**Problem to solve:** Return every line of the material below that contains the word "Target", copying each such line in full and unaltered.

**Entries shown:**

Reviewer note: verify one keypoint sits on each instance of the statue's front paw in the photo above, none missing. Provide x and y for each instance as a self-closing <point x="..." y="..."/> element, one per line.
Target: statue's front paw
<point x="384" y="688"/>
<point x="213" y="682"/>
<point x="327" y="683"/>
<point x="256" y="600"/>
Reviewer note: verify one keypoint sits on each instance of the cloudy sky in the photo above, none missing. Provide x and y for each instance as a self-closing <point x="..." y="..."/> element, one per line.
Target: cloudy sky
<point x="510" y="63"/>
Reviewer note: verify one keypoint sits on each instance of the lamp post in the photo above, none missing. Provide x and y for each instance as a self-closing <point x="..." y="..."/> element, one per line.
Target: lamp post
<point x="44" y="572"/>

---

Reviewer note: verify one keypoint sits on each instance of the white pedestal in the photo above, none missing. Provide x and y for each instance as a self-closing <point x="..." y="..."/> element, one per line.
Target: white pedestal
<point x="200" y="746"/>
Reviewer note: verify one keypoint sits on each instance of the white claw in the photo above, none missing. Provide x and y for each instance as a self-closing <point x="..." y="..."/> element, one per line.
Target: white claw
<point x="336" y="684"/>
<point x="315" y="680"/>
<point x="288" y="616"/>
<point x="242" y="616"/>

**Correct result:**
Target: statue's front paw
Target: cloudy sky
Target: lamp post
Target: white pedestal
Target: white claw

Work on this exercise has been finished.